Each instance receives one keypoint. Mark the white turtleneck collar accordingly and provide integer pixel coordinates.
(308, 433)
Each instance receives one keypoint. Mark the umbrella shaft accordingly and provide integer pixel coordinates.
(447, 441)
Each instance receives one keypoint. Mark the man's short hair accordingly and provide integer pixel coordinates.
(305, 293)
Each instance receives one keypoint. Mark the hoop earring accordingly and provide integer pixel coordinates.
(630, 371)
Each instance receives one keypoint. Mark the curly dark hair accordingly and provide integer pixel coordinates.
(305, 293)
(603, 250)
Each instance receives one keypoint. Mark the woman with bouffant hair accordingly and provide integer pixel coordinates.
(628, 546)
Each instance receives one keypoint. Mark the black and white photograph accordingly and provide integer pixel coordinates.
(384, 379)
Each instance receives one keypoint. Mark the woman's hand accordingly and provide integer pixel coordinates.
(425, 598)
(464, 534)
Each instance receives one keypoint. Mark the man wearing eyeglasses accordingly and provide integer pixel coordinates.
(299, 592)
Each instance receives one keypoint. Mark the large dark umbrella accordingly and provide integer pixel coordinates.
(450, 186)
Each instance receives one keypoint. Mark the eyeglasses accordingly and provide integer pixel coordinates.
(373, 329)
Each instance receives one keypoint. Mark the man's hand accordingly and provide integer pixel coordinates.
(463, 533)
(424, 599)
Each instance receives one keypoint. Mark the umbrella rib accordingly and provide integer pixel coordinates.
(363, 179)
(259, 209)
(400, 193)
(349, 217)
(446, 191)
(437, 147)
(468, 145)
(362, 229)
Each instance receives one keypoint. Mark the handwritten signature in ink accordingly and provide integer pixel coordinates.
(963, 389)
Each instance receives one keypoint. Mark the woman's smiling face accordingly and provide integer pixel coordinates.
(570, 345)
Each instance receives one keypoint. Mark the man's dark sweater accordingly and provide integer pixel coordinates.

▸ WHAT THE TASK ASKS:
Repeat every record exactly as written, please.

▸ FINISHED ANSWER:
Each instance receives one keypoint. Mark the white turtleneck collar accordingly and provide integer pixel coordinates.
(308, 433)
Each instance receives one keypoint. Mark the umbrella shaft accordingly and provide integer pixel coordinates.
(447, 441)
Each instance receives one keypoint. Mark the man's short hair accordingly and provide integer pixel coordinates.
(305, 293)
Each instance receives one keypoint. Mark the hoop earring accordingly and provide integer pixel coordinates.
(630, 371)
Each instance receives one keypoint. Mark the curly dark hair accordingly and provide integer pixel coordinates.
(305, 293)
(603, 250)
Each instance receives one keypoint. Mark the woman with bouffant hair accordingly and provide integer pixel coordinates.
(628, 546)
Each instance receives one keypoint. Mark the black and white photograph accordingly and provide integer pixel coordinates.
(384, 379)
Each instance receives one keypoint. Mark the woman's hand accordingly and provide integer pixel coordinates.
(425, 598)
(464, 534)
Each instance receives one keypoint. Mark the man wearing eyeglasses accordingly and provide integer pixel coordinates.
(299, 592)
Each instance receives one keypoint. Mark the large dark umbrella accordingly and provide integer pixel coordinates.
(450, 186)
Each instance receives one keypoint. Mark the eyeglasses accordingly and provide integer pixel coordinates.
(373, 329)
Each instance receives one keypoint. Mark the man's hand accordingly and provide integer pixel coordinates.
(463, 533)
(424, 599)
Each instance receives one keypoint. Mark the umbrella rib accordingly and provide integer pixel coordinates.
(363, 179)
(259, 209)
(400, 193)
(349, 217)
(446, 191)
(437, 147)
(468, 145)
(362, 229)
Each instance receives one keypoint. Mark the handwritten signature in ink accordingly and provide integer pixel coordinates.
(963, 389)
Each instance receives one keypoint. Mark the woman's smiling face accordingly and provide integer pixel coordinates.
(570, 345)
Each instance receives one keypoint. Mark the man's dark sweater accordingly and provide integer pixel coordinates.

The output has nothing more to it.